◆ BRIEF ◆
Leave out the pictures and repeat every record exactly.

◆ PROVIDED DATA ◆
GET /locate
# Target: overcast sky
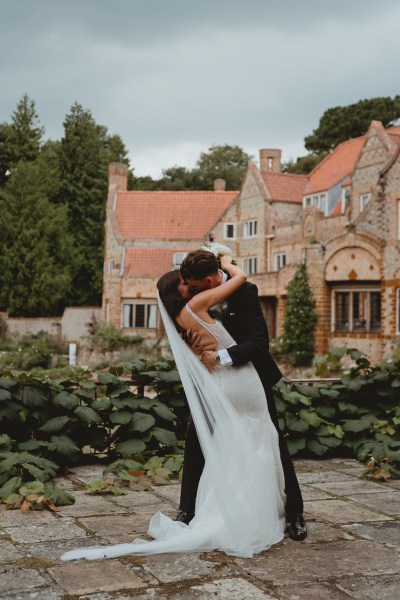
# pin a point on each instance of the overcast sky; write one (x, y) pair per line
(173, 77)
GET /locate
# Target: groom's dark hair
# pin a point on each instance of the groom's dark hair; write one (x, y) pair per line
(199, 264)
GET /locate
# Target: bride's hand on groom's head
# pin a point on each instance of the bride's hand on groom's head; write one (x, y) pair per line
(193, 340)
(226, 260)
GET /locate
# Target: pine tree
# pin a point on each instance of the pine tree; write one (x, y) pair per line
(34, 246)
(86, 150)
(300, 320)
(21, 139)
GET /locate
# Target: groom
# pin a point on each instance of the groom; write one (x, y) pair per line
(244, 320)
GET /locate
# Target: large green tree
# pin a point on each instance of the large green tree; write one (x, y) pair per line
(34, 245)
(226, 162)
(21, 139)
(346, 122)
(300, 319)
(219, 162)
(86, 150)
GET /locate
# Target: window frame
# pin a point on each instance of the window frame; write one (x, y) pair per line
(132, 304)
(250, 228)
(250, 265)
(176, 264)
(226, 225)
(351, 290)
(397, 311)
(363, 204)
(278, 256)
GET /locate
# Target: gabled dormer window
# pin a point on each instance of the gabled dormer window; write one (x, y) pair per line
(178, 259)
(318, 200)
(250, 228)
(364, 199)
(229, 231)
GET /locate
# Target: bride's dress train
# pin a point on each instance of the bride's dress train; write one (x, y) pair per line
(240, 499)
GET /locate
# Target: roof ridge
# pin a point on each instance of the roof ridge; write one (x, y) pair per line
(285, 174)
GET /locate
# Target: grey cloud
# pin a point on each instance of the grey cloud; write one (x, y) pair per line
(167, 73)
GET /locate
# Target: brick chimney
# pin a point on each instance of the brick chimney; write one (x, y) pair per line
(270, 160)
(219, 185)
(117, 177)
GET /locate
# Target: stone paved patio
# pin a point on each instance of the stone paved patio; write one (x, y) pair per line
(352, 551)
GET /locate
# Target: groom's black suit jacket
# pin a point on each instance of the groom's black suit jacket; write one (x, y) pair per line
(245, 321)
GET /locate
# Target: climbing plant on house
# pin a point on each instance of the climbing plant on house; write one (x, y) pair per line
(300, 320)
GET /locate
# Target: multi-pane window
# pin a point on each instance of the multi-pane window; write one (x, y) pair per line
(139, 315)
(229, 231)
(178, 258)
(250, 265)
(279, 260)
(356, 310)
(398, 310)
(364, 199)
(318, 200)
(250, 228)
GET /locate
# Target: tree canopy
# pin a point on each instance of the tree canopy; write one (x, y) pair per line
(346, 122)
(219, 162)
(21, 139)
(35, 248)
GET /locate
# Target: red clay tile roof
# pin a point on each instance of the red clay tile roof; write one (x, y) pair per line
(335, 167)
(286, 187)
(170, 215)
(150, 262)
(340, 163)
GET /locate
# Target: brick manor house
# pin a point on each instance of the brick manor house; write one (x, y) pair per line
(343, 219)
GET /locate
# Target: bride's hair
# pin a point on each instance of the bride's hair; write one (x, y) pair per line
(167, 287)
(199, 264)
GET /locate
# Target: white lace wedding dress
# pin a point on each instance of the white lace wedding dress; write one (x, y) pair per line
(240, 499)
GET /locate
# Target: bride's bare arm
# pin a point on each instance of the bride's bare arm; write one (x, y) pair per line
(203, 301)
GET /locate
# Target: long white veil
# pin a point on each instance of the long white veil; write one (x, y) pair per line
(231, 499)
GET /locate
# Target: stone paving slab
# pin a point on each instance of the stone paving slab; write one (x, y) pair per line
(387, 501)
(51, 551)
(309, 492)
(372, 588)
(85, 578)
(88, 504)
(217, 589)
(61, 530)
(387, 533)
(340, 511)
(15, 580)
(8, 552)
(323, 477)
(116, 529)
(351, 487)
(317, 591)
(352, 550)
(298, 563)
(136, 499)
(167, 568)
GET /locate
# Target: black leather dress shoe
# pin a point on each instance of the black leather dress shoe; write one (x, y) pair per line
(184, 517)
(297, 527)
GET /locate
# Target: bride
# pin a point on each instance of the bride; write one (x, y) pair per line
(240, 498)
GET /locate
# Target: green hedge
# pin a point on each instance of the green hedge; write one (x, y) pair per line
(139, 411)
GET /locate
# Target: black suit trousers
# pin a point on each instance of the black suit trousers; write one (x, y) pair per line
(194, 462)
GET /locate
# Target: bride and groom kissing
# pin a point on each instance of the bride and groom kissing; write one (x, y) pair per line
(239, 487)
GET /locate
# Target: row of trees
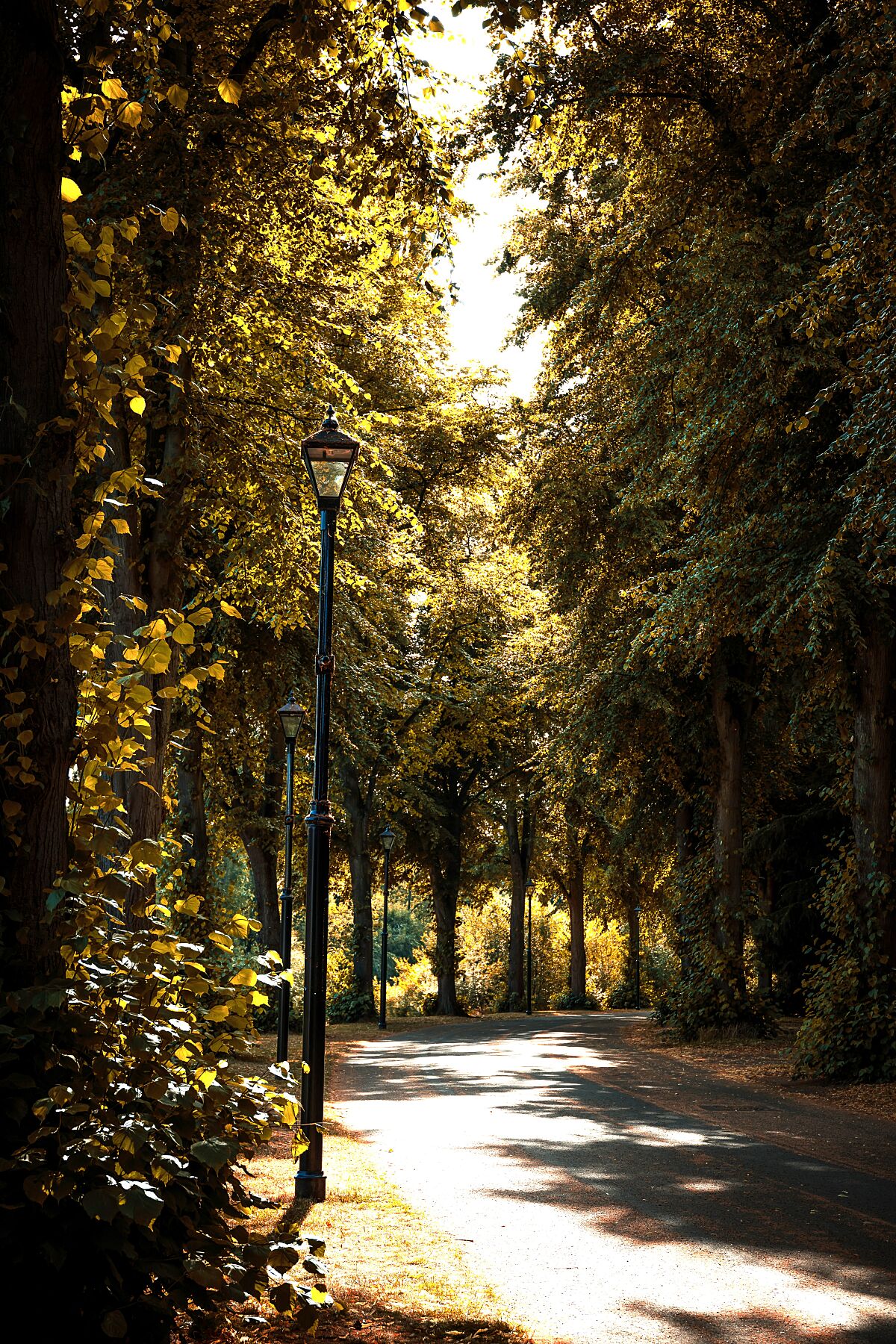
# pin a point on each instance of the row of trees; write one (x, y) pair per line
(709, 480)
(635, 640)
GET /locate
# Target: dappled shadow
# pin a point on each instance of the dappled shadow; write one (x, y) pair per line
(529, 1122)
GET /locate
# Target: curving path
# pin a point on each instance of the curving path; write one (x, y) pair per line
(620, 1198)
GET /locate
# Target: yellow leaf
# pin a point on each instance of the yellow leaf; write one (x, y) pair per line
(131, 114)
(230, 90)
(245, 977)
(158, 656)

◆ EXERCISE ANSWER ◆
GET /locate
# Target: overcast sky
# pin a point on each instance of the overcast sky; write one (x, y) pair per line
(173, 77)
GET /locate
# Target: groom's dark hair
# pin a point on each instance of the groom's dark hair; write one (x, y) pair per line
(199, 264)
GET /locate
# Target: bride's hand on groom's head
# pin a point on each instance of the bride's hand on groom's head; write one (x, y) pair per line
(193, 340)
(226, 260)
GET /locate
# Target: pine tree
# pin a point on each instance of the pine tree; write one (x, y) pair per line
(34, 246)
(86, 150)
(300, 320)
(21, 139)
GET /locate
# Target: groom
# pin a point on each instance of the groom; write one (x, y) pair per line
(244, 320)
GET /locate
# Target: large green tree
# pin a point on each instance of the large green tree; write one (x, y) pair per line
(34, 245)
(226, 162)
(21, 139)
(346, 122)
(300, 319)
(219, 162)
(86, 150)
GET /locate
# Target: window frame
# pin a point on each instance of the window frame; write one (x, y) pair per line
(132, 304)
(250, 228)
(250, 265)
(176, 264)
(226, 225)
(351, 290)
(397, 311)
(363, 204)
(278, 256)
GET /locate
# Target: gabled dormer window
# pin a point on each instance of the gabled dormer window; write one (x, y) pair per line
(178, 259)
(318, 200)
(250, 228)
(364, 199)
(229, 231)
GET /locate
# Target: bride's dress train
# pin a point on each instance of the bride's dress train; write one (x, y) pair per line
(240, 499)
GET /locate
# Target: roof ridge
# pin a point on each instance of the roof ridge; write one (x, y) pair per line
(285, 174)
GET /locate
# Target: grey cloud
# pin a point on each instance of the grey cloud; write one (x, y) pair per line
(167, 73)
GET /locate
# Target: brick chimney
# pin a point on each instance of the brick chimney; write one (x, y) pair per line
(270, 160)
(219, 185)
(117, 177)
GET /locate
# Target: stone paved patio
# pin a point on each instance of the stone paved patio; write one (x, y) pair per line
(352, 551)
GET /locate
# Target: groom's black suit jacket
# pin a point on each instance of the groom's black suit jacket; write one (x, y) pair per line
(245, 321)
GET /locate
# Target: climbing plant on house
# pin a point on each instance of the climbing plant on house; write one (x, y) pair per line
(300, 320)
GET /locate
# Target: multi-pane window
# pin a point on each instance of the multi-pane window; write one (x, y) pair per line
(139, 315)
(229, 231)
(178, 258)
(250, 265)
(279, 260)
(356, 310)
(398, 310)
(364, 199)
(318, 200)
(250, 228)
GET /locate
# Target: tree canopy
# pin a point on each instance of the tree canopy; write one (x, y) pair per line
(346, 122)
(219, 162)
(21, 139)
(35, 248)
GET /locate
# Target: red clay tile roof
# pin a point on each instance of the red clay tile roof; write one (x, y) pair per line
(335, 167)
(286, 187)
(170, 215)
(150, 262)
(340, 163)
GET /locate
# Target: brick manor house
# pin a point on each instance of the brick manor house; write one (x, y) pair per line
(343, 219)
GET /locate
# Target: bride's hair
# pin a point on each instance of the bride's hair; write one (x, y) pair per line
(167, 287)
(199, 264)
GET /locate
# Target: white lace wedding dress
# pin a point on each instance of the white lace wedding dress; write one (x, y) pair per line
(240, 499)
GET /locate
# Target: bride's bare arm
# pin a point on each instance of the bride's bare arm; write one (x, y) pair per line
(203, 301)
GET /locate
# Target: long white veil
# pin a point on each instance of the long white veil; write one (x, y) pair per line
(231, 499)
GET /locate
# Target: stone paving slab
# pin a point on each instance of the stone paving slab; write one (x, y) pair per line
(387, 501)
(51, 551)
(309, 492)
(372, 588)
(85, 578)
(88, 504)
(217, 589)
(61, 530)
(387, 533)
(340, 511)
(15, 580)
(8, 552)
(323, 477)
(116, 529)
(351, 487)
(317, 591)
(352, 550)
(298, 563)
(136, 499)
(167, 568)
GET /locate
# Target: black leather dress shoe
# pin a point on each instance of the black leather dress shoe; write one (x, y) pair per line
(184, 517)
(297, 527)
GET /locate
# Target: bride
# pin a point on each instance of the bride; write one (x, y) pair per line
(240, 498)
GET /locate
# Target: green hedge
# pin a point on each instance of the green hedge; write one (x, y) pair per line
(139, 411)
GET /locate
# Target: black suit trousers
# pin a point on each instance of the black suit trousers; write one (x, y) pair per line
(194, 462)
GET /locate
# Target: bride and groom kissing
# pin a point on each instance of the bride and groom kissing; write one (x, y) pair per line
(239, 487)
GET /locate
# Target: row of trees
# pin a point on each instance of the row of trees; write one (x, y) pair per line
(709, 480)
(635, 640)
GET /locate
# Target: dappled shadow
# pin a point on each instance of the dappled shadow; write one (x, y) pair per line
(529, 1122)
GET /locate
# Target: curving path
# pin a point on each instance of the curving path; write one (x, y) pair per line
(620, 1198)
GET /locate
# Target: yellow leaf
# pin a point on each instance of the yellow leaf; write one (x, y) pair per line
(131, 114)
(230, 90)
(245, 977)
(158, 656)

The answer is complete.